• _Task instructions_
• 1. List the three things that define a Personal Motivational Trend in the Guinness Trifle text below.
• 2. Please give again the part of the Guinness Trifle text below between "I knew I loved" and "the Guinness version.", inclusive.
• 3. Carry on the Guinness Trifle text below from its last line.

• _Document section_
------------------------
Last week, friends keen on the traditional English sherry trifle came to dinner. For ages I had been promising to give them another version: The Guinness Trifle. If you have ever been to Ireland, it is likely that you have enjoyed a glass of Guinness, a dark stout beer, in any local pub there. The Guinness Trifle came about when a friend and I created "The Guinness International Cookery Book," 200 recipes from around the world, each incorporating Guinness. The Trifle is a favourite that has lasted with me.
Among other flavours, we discovered that Guinness and chocolate go very well together. So in place of the regular sponge (or pound) cake, I used chocolate cake. Instead of sherry, I soaked the cake in Guinness. Usually I mixed pieces of the cake with cherries but peaches are now in season, and they work just as well. Put in a glass bowl, pour over Birds English Custard (or creme patissiere) and top with whipped cream (or creme fraiche). Let the flavours settle for a day or so in the fridge and there you have a delicious dessert. It went down well with my friends last week. Another touch is that you can serve the trifle in individual glasses, and they looks like a glasses of Guinness.
There is more to the story, and more to the joys. It taught me about my Personal Motivational Trend.
My friend and I each created 100 recipes towards the book. We had a publisher keen to publish it. Then Guinness had a change of Managing Director. With the exiting MD, out went our cookery book. This was actually a blessing in disguise for me from several points of view.
I had started the project when I was looking for a new vocation. At a writers' conference in Santa Barbara I met an author calling himself Strange de Jim. He had written a book called "Visioning." One sentence in it made sense to me:
Figure out what you most enjoy doing,
what unleashes the most creative forces from within you,
and then let people pay you to do it.
I knew I loved to cook so that seemed a good place to start. I had heard of someone commissioned to write the Coca-Cola Cookery Book. My friend and I came up with the Guinness version.
I learned a lot from the process of choosing recipes, combining flavours, colours and textures. I developed an intuitive sense of timing -- for example, when a dish was ready to come out of the oven. I loved the creative challenge of finding new ways of using our magical ingredient. We created fun and exotic titles for the dishes.
Success with the cookery book could have meant pursuing a career with food. I was not sure that working with food was a priority for me.
So what has all of this to do with a Personal Motivational Trend?
A Personal Motivational Trend is defined by:
1. what you are good at;
2. what you enjoy doing and
3. your experience of success.
------------------------
• _Dataset extract_
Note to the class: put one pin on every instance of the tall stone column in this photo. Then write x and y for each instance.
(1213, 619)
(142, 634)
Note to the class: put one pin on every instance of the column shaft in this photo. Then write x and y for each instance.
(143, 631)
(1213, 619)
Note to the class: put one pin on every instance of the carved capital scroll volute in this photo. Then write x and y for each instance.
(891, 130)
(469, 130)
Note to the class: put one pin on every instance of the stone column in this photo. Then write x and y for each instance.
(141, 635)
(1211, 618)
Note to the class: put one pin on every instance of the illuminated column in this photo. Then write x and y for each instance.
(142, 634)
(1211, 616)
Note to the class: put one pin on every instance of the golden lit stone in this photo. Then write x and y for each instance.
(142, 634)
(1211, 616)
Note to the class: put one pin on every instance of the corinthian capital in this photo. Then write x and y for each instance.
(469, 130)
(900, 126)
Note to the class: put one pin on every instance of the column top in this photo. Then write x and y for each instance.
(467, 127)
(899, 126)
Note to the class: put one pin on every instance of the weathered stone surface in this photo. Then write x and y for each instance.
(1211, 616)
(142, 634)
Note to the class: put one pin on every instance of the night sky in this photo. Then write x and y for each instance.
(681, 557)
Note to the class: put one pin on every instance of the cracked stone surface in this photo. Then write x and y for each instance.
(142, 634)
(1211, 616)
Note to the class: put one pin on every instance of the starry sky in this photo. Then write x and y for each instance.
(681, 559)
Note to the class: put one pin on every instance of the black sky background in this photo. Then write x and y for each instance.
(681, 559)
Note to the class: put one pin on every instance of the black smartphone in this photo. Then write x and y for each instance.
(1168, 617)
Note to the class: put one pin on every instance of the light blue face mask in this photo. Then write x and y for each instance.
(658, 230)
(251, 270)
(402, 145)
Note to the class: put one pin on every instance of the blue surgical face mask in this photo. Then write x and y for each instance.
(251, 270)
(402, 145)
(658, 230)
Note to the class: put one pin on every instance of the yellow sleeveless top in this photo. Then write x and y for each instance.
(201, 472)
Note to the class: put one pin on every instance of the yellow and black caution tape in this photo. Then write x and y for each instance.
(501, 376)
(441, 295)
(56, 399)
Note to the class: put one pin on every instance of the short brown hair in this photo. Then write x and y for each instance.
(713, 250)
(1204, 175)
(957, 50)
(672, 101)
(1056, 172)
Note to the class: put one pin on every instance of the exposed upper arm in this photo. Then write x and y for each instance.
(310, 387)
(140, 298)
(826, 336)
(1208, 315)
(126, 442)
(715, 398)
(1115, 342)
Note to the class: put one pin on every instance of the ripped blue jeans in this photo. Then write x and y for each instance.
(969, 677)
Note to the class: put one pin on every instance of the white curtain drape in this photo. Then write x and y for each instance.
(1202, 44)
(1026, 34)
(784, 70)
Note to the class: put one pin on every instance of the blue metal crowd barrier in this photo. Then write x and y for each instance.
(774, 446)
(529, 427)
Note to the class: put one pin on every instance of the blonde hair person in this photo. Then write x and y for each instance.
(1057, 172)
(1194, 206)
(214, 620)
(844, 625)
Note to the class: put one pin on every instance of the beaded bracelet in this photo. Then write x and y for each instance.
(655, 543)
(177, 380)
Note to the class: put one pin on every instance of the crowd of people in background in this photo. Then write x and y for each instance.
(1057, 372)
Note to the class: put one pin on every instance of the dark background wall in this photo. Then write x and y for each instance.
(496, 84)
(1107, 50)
------------------------
• _Results of the tasks_
• 1.
1. What you are good at
2. What you enjoy doing
3. Your experience of success

• 2.
I knew I loved to cook so that seemed a good place to start. I had heard of someone commissioned to write the Coca-Cola Cookery Book. My friend and I came up with the Guinness version.

• 3.
The Cookery Book made me aware how creative I am. I created and wrote up 100 recipes in six weeks. I loved giving pleasure to people through the dishes, being nurturing and sharing happiness. The recipes were really good. I had a lot of fun putting them together.
At that time, I had been a recruitment consultant, was fascinated in what makes people tick and how I could assist them to get the most out of their lives, especially those for whom a vocation was not clear. I saw how I could transfer the skills and satisfactions I had found with creating the cookery book into more directly working with people.
In place of creating recipes, I designed and wrote up trainings in self-motivation, professional and personal development, and gave personal consultations to people at a turning point or wishing to effect an improvement in their lives. The latter I still do.
So in place of ingredients, colours and textures I used interactive exercises, guided visualization, questions and discussion. My sense of timing I used to plan an event and the contents that would make it rich, nurturing and rewarding. I sought to produce the best experience through focusing on positive outcomes, enjoyment and fun. It was my intention to serve by creating an event that was enlightening, brought more happiness, possibility and fulfillment.
At one of my trainings, I met a woman who early in life had wanted to become a doctor. Marriage and family intervened and she gave up her medical training. Now later in life, she still had the calling to work in a hospital environment and became an auxiliary nurse.
Everything you have done up to now may have been leading you towards taking a side step and doing something different, which could give you greater satisfaction in the future. It is worth examining those three elements of personal motivation and what they might mean for you. It is never too late to apply them in your life.
You might like to think about what you love to do so much you would do it as a gift. That might be a clue for you. Experience has taught me that we are fully endowed with many gifts, talents and abilities to express. In the expression of them, we can create an enjoyable and rewarding life.
Our changing world could be blessing you with opportunity to fulfill and realize more of those innate qualities with which you were born. The challenge is to have a mind open to the possibility.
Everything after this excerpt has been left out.